### Esercizio
Nel brano sui vini di Lalù, riscrivi la parte che si apre con le parole contenenti "Come spesso accade" e si chiude con "è andata così.", sostituendo "vigneron" con "produttore".

### Brano proposto

Come spesso accade il mio interesse per un vigneron nasce dall’assaggio di un vino. Oggi potrà sembrarti strano, ma difficilmente mi viene voglia di buttar giù due righe, andarlo a trovare o quant’altro, senza prima averne “tracannato” almeno una bottiglia. E con Lalù, la giovane realtà forgiata nel Barolo da Lara Rocchietti e Luisa Sala, infatti è andata così.
Nonostante, grazie a una nuova ondata di hype sviluppatasi nell’ultimo periodo circa le Langhe, non solo per quanto riguarda il vino – sbaglierò ma penso, in parte, anche a causa all’illuminante opera formativa e relazionale svolta dall’Università di Scienze Gastronomiche di Pollenzo – avessi già sentito parlare dei loro vini, la scintilla è scattata un po’ di tempo fa quando, per i 70 anni di mio padre, nel corso di un pranzo domenicale a L’Aromatario di Neive (leggi di più qui), Vladimiro Bo, l’oste residente, mi ha suggerito l’assaggio della loro Barbera d’Alba 2020.
Beh, “Che buona!” si può ancora dire? In caso contrario… Proveniente dalla frazione di Monforte d’Alba, San Sebastiano, questa Barbera mi ha sedotto con un bel frutto pulito, scuro e una definita eleganza supportata da uno scorrere del sorso dinamico piuttosto compulsivo, contemporaneo e gastronomico. Perfetta per un pasto tra gusti enoici dissonanti (è dal 2012 che, in un susseguirsi di epic fail, lavoro incessantemente per convertire mio padre a una certo tipo di bevuta), non avevo idea che nascesse dall’assemblaggio di 3 diverse vinificazioni: 1/3 a grappolo intero, 1/3 a bacca intera e 1/3 viene diraspato e pigiato. Affina in seguito per circa nove mesi tra cemento e barrique usate.

### Righe mostrate
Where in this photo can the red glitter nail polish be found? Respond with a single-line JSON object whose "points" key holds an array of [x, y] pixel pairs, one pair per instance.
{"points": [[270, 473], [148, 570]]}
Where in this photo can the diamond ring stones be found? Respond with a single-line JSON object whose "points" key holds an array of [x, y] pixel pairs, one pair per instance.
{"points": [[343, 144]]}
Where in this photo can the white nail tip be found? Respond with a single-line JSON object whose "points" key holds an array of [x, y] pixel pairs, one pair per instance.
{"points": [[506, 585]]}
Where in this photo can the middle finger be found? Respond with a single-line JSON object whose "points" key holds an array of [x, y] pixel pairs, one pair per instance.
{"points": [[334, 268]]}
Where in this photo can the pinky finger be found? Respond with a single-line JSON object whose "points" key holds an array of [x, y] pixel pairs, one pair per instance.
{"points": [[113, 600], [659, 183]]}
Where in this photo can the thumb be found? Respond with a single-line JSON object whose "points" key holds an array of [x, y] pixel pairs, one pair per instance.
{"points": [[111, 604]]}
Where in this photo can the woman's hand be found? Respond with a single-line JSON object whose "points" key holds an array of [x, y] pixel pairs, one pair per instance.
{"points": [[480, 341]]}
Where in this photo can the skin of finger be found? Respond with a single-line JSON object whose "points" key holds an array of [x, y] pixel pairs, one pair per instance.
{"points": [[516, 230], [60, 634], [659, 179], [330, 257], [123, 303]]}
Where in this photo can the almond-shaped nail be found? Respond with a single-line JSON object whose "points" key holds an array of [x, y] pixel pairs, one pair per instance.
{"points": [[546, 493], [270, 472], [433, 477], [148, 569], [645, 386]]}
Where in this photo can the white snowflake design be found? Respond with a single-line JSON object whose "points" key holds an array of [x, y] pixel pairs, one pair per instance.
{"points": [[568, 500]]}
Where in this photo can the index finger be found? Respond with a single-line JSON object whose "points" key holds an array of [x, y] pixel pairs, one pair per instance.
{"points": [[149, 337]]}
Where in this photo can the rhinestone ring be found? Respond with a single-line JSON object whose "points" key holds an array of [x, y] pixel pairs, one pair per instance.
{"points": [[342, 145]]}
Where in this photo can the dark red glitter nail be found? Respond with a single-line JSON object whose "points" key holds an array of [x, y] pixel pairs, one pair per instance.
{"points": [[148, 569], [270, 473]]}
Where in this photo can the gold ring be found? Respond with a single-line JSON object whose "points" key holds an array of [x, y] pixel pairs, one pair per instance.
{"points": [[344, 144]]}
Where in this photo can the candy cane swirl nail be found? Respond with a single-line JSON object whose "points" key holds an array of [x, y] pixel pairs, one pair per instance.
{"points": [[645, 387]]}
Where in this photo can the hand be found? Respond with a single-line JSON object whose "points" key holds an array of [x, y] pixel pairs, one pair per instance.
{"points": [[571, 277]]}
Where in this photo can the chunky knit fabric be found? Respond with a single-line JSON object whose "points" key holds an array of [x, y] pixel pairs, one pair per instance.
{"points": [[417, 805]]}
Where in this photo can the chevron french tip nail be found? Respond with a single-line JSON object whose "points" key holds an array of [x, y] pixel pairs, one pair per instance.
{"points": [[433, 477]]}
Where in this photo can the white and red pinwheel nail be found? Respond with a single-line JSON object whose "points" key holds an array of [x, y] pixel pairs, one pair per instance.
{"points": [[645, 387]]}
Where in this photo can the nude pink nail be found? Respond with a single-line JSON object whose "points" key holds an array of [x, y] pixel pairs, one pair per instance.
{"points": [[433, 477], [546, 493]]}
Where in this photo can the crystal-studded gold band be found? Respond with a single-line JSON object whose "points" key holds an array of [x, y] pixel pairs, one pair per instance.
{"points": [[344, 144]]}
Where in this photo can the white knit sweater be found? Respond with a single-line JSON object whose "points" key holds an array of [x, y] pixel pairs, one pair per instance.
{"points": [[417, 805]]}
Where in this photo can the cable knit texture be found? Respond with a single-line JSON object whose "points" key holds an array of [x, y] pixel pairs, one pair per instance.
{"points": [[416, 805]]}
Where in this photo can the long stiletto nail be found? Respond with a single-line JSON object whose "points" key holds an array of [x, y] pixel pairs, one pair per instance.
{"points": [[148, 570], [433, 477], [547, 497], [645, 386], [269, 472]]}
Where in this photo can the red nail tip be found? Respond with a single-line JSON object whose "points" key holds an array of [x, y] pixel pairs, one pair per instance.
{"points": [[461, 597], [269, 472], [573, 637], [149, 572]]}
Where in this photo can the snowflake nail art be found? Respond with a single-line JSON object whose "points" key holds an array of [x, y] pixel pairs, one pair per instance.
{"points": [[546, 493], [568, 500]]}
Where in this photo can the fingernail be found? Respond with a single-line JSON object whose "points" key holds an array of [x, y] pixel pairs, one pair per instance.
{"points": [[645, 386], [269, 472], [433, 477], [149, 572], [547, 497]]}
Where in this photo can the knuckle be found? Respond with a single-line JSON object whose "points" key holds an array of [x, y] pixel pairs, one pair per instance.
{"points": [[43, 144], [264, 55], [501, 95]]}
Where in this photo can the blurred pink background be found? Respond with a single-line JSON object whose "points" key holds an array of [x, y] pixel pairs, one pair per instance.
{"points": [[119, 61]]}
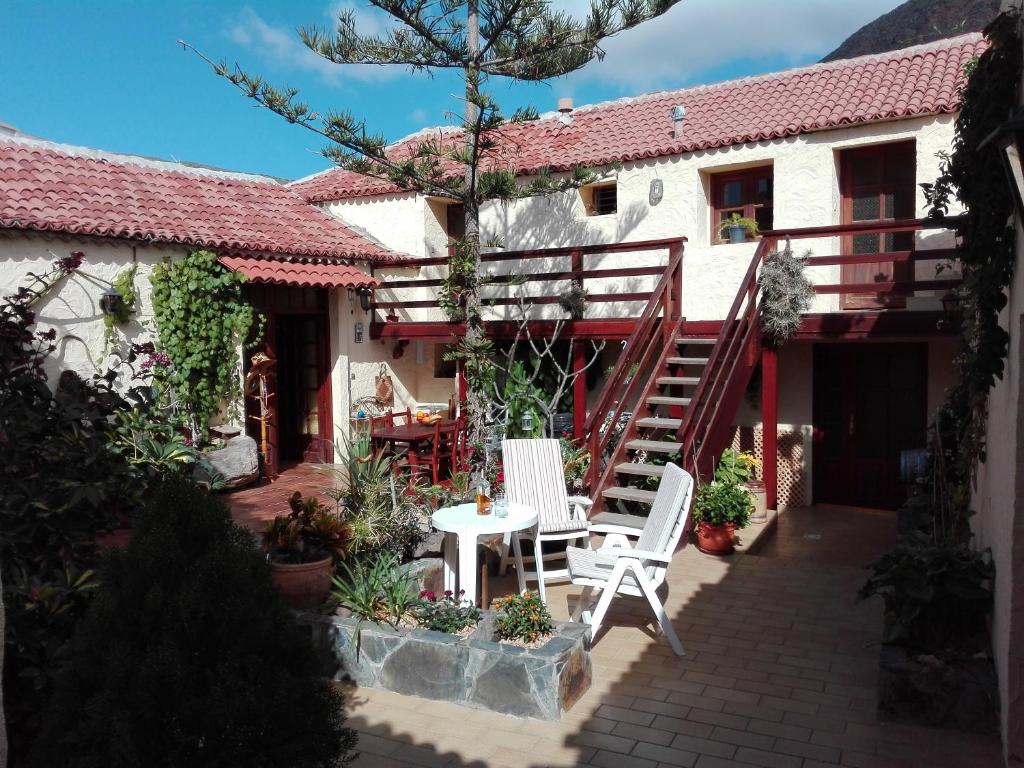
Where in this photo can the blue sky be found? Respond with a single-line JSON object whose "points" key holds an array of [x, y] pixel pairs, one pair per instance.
{"points": [[110, 75]]}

### Soluzione
Come spesso accade il mio interesse per un produttore nasce dall’assaggio di un vino. Oggi potrà sembrarti strano, ma difficilmente mi viene voglia di buttar giù due righe, andarlo a trovare o quant’altro, senza prima averne “tracannato” almeno una bottiglia. E con Lalù, la giovane realtà forgiata nel Barolo da Lara Rocchietti e Luisa Sala, infatti è andata così.